**Task to carry out**
Transcribe each line exactly.

(Dataset excerpts on object pointing)
******************************

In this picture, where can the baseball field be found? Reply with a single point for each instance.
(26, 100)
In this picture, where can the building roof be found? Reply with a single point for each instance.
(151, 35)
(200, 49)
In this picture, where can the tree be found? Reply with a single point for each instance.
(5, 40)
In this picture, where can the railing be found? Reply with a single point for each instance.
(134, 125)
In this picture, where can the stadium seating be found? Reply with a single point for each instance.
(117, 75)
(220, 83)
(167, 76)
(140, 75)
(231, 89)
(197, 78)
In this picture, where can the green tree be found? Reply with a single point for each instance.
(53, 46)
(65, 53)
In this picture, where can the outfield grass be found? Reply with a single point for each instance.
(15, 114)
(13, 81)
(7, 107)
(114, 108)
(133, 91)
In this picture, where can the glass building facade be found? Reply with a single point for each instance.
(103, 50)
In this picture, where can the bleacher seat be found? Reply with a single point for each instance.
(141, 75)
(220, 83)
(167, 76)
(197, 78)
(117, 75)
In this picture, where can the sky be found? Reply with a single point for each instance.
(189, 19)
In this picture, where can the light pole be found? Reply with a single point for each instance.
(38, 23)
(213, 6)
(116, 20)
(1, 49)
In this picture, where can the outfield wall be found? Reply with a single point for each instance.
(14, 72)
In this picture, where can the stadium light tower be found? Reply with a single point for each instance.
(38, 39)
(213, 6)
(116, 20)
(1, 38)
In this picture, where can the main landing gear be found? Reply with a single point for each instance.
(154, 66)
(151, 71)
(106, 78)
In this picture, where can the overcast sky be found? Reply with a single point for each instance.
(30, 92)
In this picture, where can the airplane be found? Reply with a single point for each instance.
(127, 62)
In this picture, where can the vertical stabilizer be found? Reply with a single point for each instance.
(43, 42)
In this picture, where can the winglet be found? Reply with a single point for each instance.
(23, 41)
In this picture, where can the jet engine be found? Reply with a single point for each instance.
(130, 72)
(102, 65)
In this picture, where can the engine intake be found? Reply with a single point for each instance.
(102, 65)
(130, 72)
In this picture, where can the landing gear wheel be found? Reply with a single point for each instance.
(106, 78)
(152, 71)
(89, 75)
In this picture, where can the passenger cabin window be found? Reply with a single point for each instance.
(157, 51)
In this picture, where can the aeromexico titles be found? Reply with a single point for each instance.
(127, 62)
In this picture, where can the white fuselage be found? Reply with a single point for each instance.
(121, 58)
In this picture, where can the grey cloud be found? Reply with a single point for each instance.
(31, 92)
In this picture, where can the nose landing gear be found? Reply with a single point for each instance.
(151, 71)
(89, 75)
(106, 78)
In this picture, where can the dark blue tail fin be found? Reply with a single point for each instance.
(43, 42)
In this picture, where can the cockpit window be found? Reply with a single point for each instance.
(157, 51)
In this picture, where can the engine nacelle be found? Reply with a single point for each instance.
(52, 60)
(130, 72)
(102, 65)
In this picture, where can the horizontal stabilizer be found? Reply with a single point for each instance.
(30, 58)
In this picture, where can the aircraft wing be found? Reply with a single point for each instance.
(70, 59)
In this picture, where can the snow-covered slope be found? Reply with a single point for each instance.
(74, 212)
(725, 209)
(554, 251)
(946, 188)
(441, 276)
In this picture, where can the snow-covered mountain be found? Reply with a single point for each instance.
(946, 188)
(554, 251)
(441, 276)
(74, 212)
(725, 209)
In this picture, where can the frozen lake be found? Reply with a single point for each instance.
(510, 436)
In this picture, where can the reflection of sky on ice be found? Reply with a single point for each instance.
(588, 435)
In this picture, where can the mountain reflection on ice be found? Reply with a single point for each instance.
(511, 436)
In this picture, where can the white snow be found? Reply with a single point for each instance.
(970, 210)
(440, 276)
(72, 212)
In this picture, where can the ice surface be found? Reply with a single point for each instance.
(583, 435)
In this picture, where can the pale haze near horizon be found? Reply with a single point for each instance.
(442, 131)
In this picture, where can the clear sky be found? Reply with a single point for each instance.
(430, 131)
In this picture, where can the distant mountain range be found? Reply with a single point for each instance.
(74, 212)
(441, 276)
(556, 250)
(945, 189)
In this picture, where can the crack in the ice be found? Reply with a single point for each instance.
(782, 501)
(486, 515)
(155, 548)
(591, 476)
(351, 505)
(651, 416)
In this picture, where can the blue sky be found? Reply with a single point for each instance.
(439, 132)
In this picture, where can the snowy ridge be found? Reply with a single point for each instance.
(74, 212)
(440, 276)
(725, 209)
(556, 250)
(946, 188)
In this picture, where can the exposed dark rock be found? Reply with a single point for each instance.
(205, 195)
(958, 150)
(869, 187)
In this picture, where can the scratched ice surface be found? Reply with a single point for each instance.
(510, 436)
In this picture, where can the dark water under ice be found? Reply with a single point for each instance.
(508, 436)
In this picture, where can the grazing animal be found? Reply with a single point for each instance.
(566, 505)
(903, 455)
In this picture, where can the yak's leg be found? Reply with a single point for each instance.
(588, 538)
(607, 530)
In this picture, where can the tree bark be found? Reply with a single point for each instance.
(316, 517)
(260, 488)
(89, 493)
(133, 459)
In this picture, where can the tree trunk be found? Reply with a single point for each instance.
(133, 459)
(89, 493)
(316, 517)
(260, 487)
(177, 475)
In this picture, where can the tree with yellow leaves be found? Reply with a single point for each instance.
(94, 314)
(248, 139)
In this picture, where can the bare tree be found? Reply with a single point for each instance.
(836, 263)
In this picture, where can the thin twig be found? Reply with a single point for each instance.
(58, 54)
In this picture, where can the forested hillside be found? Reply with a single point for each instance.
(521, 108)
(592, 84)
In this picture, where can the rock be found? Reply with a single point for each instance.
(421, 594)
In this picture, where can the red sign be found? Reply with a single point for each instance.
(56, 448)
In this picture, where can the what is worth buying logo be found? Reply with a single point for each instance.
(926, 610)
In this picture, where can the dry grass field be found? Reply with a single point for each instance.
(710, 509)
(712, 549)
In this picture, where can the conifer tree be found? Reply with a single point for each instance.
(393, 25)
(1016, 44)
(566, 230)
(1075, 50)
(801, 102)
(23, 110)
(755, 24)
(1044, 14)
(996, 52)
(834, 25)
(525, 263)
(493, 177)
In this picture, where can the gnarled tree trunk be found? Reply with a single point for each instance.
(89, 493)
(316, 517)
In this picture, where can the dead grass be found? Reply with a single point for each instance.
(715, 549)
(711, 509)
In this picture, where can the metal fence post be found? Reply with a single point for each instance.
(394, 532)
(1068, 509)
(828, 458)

******************************

**Final result**
In this picture, where can the baseball field be found? Reply with a single point for each instance.
(26, 100)
In this picture, where can the building roof be found? Reply with a single point for each instance.
(151, 35)
(200, 49)
In this picture, where can the tree be found? Reply with a single point for each instance.
(5, 40)
In this picture, where can the railing be found? Reply with a single point for each instance.
(134, 125)
In this picture, where can the stadium seating be found? Reply with a single point for each instance.
(117, 75)
(220, 83)
(167, 76)
(140, 75)
(231, 89)
(197, 78)
In this picture, where can the green tree be found? Reply with a single point for each instance.
(53, 46)
(65, 53)
In this picture, where can the outfield grass be found? Reply with a single point for each instance.
(15, 114)
(13, 81)
(7, 107)
(114, 108)
(133, 91)
In this picture, where can the glass building facade be found? Reply with a single point for each instance.
(103, 50)
In this picture, where can the bleacher seat be found? Reply with a single point for each instance.
(141, 75)
(220, 83)
(167, 76)
(197, 78)
(117, 75)
In this picture, where can the sky be found? Reply with a single point for each instance.
(189, 19)
In this picture, where can the light pole be found? Reply with a single point for each instance.
(38, 23)
(213, 6)
(116, 20)
(1, 49)
In this picture, where can the outfield wall be found? Reply with a single point for each instance.
(14, 72)
In this picture, where can the stadium light tower be found? Reply with a single point for each instance.
(38, 39)
(213, 6)
(116, 20)
(1, 38)
In this picture, where can the main landing gear be found? Reply with a single point for each instance.
(154, 66)
(151, 71)
(106, 78)
In this picture, where can the overcast sky be found? Reply with a single point for each instance.
(30, 92)
In this picture, where can the airplane be found? Reply with a single point for each instance.
(127, 62)
In this picture, where can the vertical stabilizer be found? Reply with a single point for each instance.
(43, 42)
In this picture, where can the winglet be found? Reply with a single point for each instance.
(23, 41)
In this picture, where can the jet engine be found? Reply with a single point for each instance.
(130, 72)
(102, 65)
In this picture, where can the engine intake be found? Reply with a single point for each instance.
(102, 65)
(130, 72)
In this picture, where can the landing gear wheel be found? Reply with a single point for each instance.
(106, 78)
(152, 71)
(89, 75)
In this picture, where can the passenger cabin window be found? Reply with a single point for each instance.
(157, 51)
In this picture, where can the aeromexico titles be found? Reply with a single point for each instance.
(127, 62)
In this picture, where can the white fuselage be found? Reply with a single point for each instance.
(121, 58)
In this picture, where can the grey cloud be found? Reply with a single point for each instance.
(31, 92)
In this picture, where can the nose landing gear be found? Reply with a single point for each instance.
(151, 71)
(89, 75)
(106, 78)
In this picture, where can the dark blue tail fin be found? Reply with a single point for each instance.
(43, 42)
In this picture, where can the cockpit window be found? Reply with a single point for each instance.
(157, 51)
In this picture, where can the engine nacelle be found? Reply with a single point for each instance.
(52, 60)
(130, 72)
(102, 65)
In this picture, where can the horizontal stabilizer be found? Reply with a single point for each instance.
(30, 58)
In this picture, where can the aircraft wing be found? Reply with a single point for each instance.
(70, 59)
In this picture, where can the snow-covered slope be found? Reply with a single point for each instance.
(74, 212)
(725, 209)
(554, 251)
(946, 188)
(441, 276)
In this picture, where can the snow-covered mountain be found? Reply with a single point for each instance.
(946, 188)
(554, 251)
(441, 276)
(74, 212)
(725, 209)
In this picture, where can the frozen lake be found? Reply with a single point for each instance.
(510, 436)
In this picture, where can the reflection of sky on ice be found? Reply with a single point for each instance.
(588, 435)
In this picture, where can the mountain reflection on ice be found? Reply with a single point for each instance.
(511, 436)
In this picture, where can the white snow be found? Reply with a single point for each instance.
(970, 210)
(440, 276)
(72, 212)
In this picture, where can the ice surface be found? Reply with a single point for each instance.
(583, 435)
In this picture, where can the pale haze near horizon be found? Reply with a single point for each instance.
(442, 131)
In this picture, where can the clear sky be found? Reply with a single point for each instance.
(430, 131)
In this picture, where can the distant mountain range be found? Reply with a single point for each instance.
(74, 212)
(441, 276)
(556, 250)
(945, 189)
In this picture, where can the crack in the ice be found? Reply with a single point for each instance.
(782, 501)
(486, 515)
(155, 548)
(591, 476)
(351, 505)
(651, 416)
In this picture, where can the blue sky be found? Reply with a single point for each instance.
(439, 132)
In this picture, where can the snowy ridge be found? Reply with a single point for each instance.
(74, 212)
(440, 276)
(725, 209)
(556, 250)
(946, 188)
In this picture, where can the exposed dark rock be found? Reply with a single point for each instance.
(205, 195)
(958, 150)
(869, 187)
In this picture, where can the scratched ice surface be found? Reply with a single point for each instance.
(510, 436)
In this picture, where can the dark water under ice be found? Reply with a single point for each instance.
(508, 436)
In this picture, where can the grazing animal be found? Reply with a single point for each instance.
(566, 505)
(903, 455)
In this picture, where can the yak's leg be found? Reply with a single point for each instance.
(588, 538)
(607, 530)
In this picture, where can the tree bark be found? Reply with a single point for each instance.
(316, 517)
(260, 488)
(89, 493)
(133, 459)
In this picture, where can the tree trunk be found? Reply with a single point for each instance.
(133, 459)
(89, 493)
(316, 517)
(260, 487)
(177, 475)
In this picture, where can the tree with yellow leaves be found? Reply with a single point for each instance.
(94, 314)
(248, 139)
In this picture, where can the bare tree be found? Reply with a single point for each instance.
(836, 263)
In this picture, where can the thin twig be found? Reply with a single point for each instance.
(58, 54)
In this picture, where can the forested hillside be found? Reply with a single point for each instance.
(521, 108)
(592, 84)
In this picture, where can the rock be found? Reply with a single point for each instance.
(421, 594)
In this picture, where can the red sign be found? Reply with a single point for each instance.
(56, 448)
In this picture, where can the what is worth buying logo be found? Reply with a single point for each instance.
(926, 610)
In this picture, where can the dry grass field be found? Reply with a single point for each instance.
(710, 509)
(712, 549)
In this picture, where can the conifer tree be found? Reply with a single point for each instance.
(393, 25)
(1016, 44)
(566, 230)
(1075, 50)
(801, 102)
(23, 110)
(755, 24)
(1044, 14)
(996, 52)
(834, 25)
(525, 263)
(493, 177)
In this picture, where can the gnarled tree trunk be found? Reply with a single point for each instance.
(89, 493)
(316, 517)
In this picture, where can the dead grass be found? Reply with a single point for each instance.
(715, 549)
(711, 509)
In this picture, where can the metal fence post be found? Reply with a single point for each instance.
(394, 532)
(1068, 509)
(828, 458)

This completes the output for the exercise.